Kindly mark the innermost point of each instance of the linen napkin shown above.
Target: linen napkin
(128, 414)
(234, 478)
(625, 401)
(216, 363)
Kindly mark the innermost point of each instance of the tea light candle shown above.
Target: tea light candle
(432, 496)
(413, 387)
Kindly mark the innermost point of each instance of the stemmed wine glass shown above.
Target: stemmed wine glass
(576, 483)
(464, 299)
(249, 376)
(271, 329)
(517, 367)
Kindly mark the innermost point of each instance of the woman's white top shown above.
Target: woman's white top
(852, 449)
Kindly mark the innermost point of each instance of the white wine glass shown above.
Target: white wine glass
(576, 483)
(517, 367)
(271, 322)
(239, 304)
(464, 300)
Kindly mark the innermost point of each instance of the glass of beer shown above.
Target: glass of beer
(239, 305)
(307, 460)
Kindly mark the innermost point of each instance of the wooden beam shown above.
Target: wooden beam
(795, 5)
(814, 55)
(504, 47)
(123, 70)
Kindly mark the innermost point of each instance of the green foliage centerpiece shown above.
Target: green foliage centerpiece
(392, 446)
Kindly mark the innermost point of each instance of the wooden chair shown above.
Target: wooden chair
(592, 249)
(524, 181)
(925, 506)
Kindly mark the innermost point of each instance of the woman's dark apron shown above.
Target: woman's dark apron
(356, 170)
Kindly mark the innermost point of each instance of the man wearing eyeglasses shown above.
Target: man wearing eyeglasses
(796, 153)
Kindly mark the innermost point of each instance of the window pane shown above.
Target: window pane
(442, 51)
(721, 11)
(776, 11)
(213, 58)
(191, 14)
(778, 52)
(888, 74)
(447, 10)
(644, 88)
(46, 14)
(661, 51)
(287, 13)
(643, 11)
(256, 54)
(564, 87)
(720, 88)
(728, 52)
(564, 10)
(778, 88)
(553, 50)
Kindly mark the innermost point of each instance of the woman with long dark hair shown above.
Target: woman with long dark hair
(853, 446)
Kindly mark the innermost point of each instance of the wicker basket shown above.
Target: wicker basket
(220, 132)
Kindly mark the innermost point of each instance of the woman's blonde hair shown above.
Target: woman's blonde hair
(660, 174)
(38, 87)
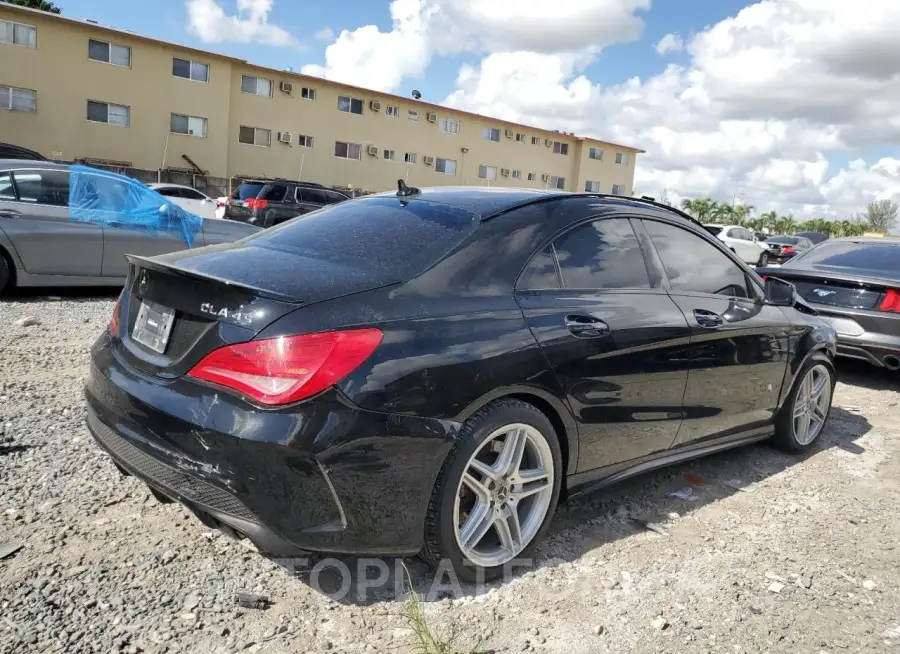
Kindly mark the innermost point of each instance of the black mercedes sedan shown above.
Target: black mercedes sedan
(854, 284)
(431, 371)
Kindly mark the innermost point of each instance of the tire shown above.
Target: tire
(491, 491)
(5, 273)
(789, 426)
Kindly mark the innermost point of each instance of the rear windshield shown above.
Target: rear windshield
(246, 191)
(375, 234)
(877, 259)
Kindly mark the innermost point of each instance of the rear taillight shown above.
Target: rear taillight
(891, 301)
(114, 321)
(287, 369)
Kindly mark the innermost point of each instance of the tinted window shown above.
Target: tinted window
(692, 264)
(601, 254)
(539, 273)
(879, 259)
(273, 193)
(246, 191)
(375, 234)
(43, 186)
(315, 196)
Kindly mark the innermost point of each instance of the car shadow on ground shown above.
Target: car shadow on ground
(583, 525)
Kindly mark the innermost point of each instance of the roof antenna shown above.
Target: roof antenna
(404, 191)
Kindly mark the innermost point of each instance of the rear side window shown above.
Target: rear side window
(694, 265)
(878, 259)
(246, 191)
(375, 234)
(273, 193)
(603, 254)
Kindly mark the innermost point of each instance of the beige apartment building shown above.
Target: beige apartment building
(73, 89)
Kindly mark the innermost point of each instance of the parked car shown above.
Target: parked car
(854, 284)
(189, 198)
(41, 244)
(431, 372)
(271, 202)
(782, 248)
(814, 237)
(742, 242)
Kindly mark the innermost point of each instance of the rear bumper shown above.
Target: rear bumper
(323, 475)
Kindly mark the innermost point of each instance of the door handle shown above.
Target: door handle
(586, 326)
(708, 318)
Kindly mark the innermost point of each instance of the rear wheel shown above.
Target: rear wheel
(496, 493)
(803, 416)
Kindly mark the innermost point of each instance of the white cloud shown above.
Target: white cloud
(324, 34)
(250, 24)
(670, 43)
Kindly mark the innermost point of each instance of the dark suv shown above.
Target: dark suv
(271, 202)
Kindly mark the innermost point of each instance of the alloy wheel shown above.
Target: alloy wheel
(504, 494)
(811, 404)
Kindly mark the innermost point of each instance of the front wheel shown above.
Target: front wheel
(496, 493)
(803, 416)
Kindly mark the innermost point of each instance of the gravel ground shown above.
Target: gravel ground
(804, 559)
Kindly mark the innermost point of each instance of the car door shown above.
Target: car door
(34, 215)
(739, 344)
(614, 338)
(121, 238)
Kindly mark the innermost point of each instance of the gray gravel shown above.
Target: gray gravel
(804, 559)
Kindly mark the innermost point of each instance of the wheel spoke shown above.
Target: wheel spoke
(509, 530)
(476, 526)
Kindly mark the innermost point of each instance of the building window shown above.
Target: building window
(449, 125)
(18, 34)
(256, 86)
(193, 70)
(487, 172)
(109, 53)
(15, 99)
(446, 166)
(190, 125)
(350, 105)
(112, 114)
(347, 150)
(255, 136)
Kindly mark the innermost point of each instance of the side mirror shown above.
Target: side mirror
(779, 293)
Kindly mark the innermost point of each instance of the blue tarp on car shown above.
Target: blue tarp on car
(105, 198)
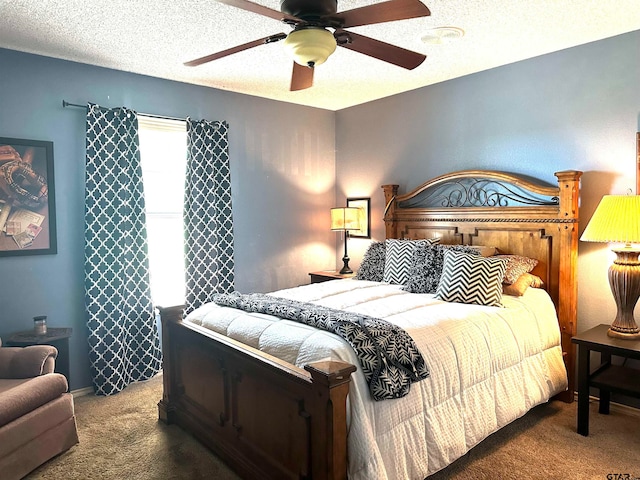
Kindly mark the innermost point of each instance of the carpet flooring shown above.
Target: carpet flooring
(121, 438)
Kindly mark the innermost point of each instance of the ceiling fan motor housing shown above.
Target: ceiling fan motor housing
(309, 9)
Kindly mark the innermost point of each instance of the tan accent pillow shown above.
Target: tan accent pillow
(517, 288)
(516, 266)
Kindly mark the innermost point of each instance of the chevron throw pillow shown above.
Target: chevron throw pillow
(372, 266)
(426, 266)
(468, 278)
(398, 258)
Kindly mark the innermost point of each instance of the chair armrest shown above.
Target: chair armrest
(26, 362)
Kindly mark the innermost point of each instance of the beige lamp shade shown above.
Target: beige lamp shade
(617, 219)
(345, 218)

☆ ☆ ☆

Restate the data above exactly, stripping out each image.

Kindly mark the innermost point of each instance of the linen napkin shown above.
Target: linen napkin
(128, 414)
(234, 478)
(625, 401)
(216, 363)
Kindly mark the innermost point of each instance of the tea light candle shown above.
Target: tea light candle
(432, 496)
(413, 387)
Kindly mark the innermost point of each instance of the stemmed wine glass shown above.
Target: stemmed wine glass
(576, 483)
(464, 299)
(249, 376)
(271, 329)
(517, 367)
Kindly mark the innermost point of each instance of the woman's white top shown above.
Target: woman's white top
(852, 449)
Kindly mark the innermost point of each instance of the white wine glass shown above.
Target: white wine glass
(576, 483)
(517, 367)
(271, 322)
(239, 304)
(464, 300)
Kindly mark the innermost point of each instance of the glass of beer shown above.
Target: glass of beer
(239, 305)
(307, 460)
Kindly mark the innermost point of each instance of the wooden beam shown above.
Target: wooden beam
(795, 5)
(814, 55)
(504, 47)
(123, 70)
Kindly mark the innermost point of each instance of the green foliage centerpiece shown above.
Target: green foliage centerpiece
(392, 446)
Kindly mark the innermost point of each instance of the wooden chair shown above.
Target: wooden chair
(592, 249)
(524, 181)
(925, 506)
Kindly mark the innermost point of each instance of the woman's dark apron shown above.
Target: woman's dark apron
(356, 170)
Kindly mark the innermost point of each instance of the man wearing eyeglasses shown above.
Target: man wearing eyeglasses
(796, 153)
Kindly mark the innermost point of each instance of the window pane shown above.
Target: window pane
(442, 51)
(721, 11)
(776, 11)
(213, 58)
(191, 14)
(778, 52)
(888, 74)
(447, 10)
(644, 88)
(46, 14)
(661, 51)
(287, 13)
(643, 11)
(256, 54)
(564, 87)
(720, 88)
(728, 52)
(564, 10)
(778, 88)
(553, 50)
Kindly mark the innermost point of each instance of the woman with long dark hair shown above.
Target: woman with long dark hair
(853, 446)
Kindly mark the innermost point of each instance of the wicker basket shown above.
Target: wicker basket
(220, 132)
Kindly mark the innermost point of each instance of the woman's blonde hair shown above.
Target: woman's blonde hair
(660, 174)
(38, 87)
Kindly mark the innermost point of each instance of the black mercedes sedan shown above.
Target: black mercedes sedan
(854, 284)
(431, 371)
Kindly mark the innermost point of each instance of the tire shown above.
Target: tire
(491, 491)
(5, 273)
(789, 426)
Kindly mark the innermost point of each instance of the rear windshield shown above.
Target: rear windshield
(246, 191)
(375, 234)
(877, 259)
Kindly mark the innermost point of each instance of the rear taillight shown above.
Target: rear taillight
(891, 301)
(114, 321)
(287, 369)
Kindly mark the innermost point of each instance of the tinted window shown above.
Target: tinted window
(692, 264)
(601, 254)
(539, 273)
(879, 259)
(273, 193)
(246, 191)
(375, 234)
(43, 186)
(315, 196)
Kindly mark the innermost point of each instance of the car shadow on ground shown above.
Target: car shadow on ground
(583, 525)
Kindly mark the innermost point of each instance of the roof antenna shown above.
Target: roof antenna
(404, 191)
Kindly mark the innermost point of each instance of the rear side window shown above.
Target: rear side window
(694, 265)
(878, 259)
(246, 191)
(375, 234)
(273, 193)
(603, 254)
Kindly mark the innermost point of each instance of the beige apartment building shown above.
Target: beige apartment building
(73, 89)
Kindly mark the innermost point of each instance of the parked car shown above.
Target: parked car
(854, 284)
(189, 198)
(41, 244)
(431, 372)
(271, 202)
(782, 248)
(814, 237)
(742, 242)
Kindly mark the innermost point of each instance of the rear bumper shown above.
Target: rear bumper
(323, 475)
Kindly mark the innermost point of each instance of the door handle shown above.
Target: door handle
(586, 326)
(708, 318)
Kindly mark the innermost point of each instance of the rear wheel shown above.
Target: rear wheel
(496, 493)
(803, 416)
Kindly mark the innermost point of each instance of the white cloud shown above.
Target: white cloud
(324, 34)
(250, 24)
(670, 43)
Kindly mark the innermost point of each instance of the dark suv shown above.
Target: dark suv
(271, 202)
Kindly mark the innermost point of each instance of the alloy wheel shown above.
Target: alloy wheel
(504, 494)
(811, 404)
Kindly mark the innermost point of each instance of the front wheel shown above.
Target: front wheel
(496, 493)
(803, 416)
Kindly mark the innermost point of each instance of the gravel ground shown above.
Target: gravel ground
(804, 559)
Kindly mark the innermost point of each instance of the car door shown above.
Target: car door
(34, 215)
(739, 344)
(614, 338)
(121, 238)
Kindly mark the innermost point of each instance of the gray gravel shown above.
Target: gray gravel
(804, 559)
Kindly mark the innermost point of each instance of the wheel spoke shown above.
Target: wheel spoke
(509, 530)
(476, 526)
Kindly mark the innermost point of each instance of the building window shown above.
Target: building window
(449, 125)
(18, 34)
(256, 86)
(193, 70)
(487, 172)
(109, 53)
(15, 99)
(446, 166)
(190, 125)
(350, 105)
(112, 114)
(347, 150)
(255, 136)
Kindly mark the innermost point of each instance of the side mirror shown above.
Target: side mirror
(779, 293)
Kindly mark the innermost point of each instance of the blue tarp on car shown above.
Target: blue tarp on car
(105, 198)
Kindly mark the innermost point of each instance of the carpet flooring shown above.
Target: carpet flooring
(121, 438)
Kindly mark the innermost point of each instance of the ceiling fan motor housing shown above.
Target: ceiling fan motor housing
(309, 9)
Kindly mark the innermost point of each instance of the tan accent pillow shown above.
Target: tan accent pillow
(517, 288)
(516, 266)
Kindly mark the innermost point of each instance of the chevron throw pillow shown above.
Target: chevron throw pillow
(372, 266)
(426, 266)
(468, 278)
(398, 258)
Kindly mark the innermost point of each instance of the chair armrest shown above.
Target: chair armrest
(26, 362)
Kindly mark the innermost point of each instance of the beige lamp shade shown above.
Target: beige lamp shade
(617, 219)
(345, 218)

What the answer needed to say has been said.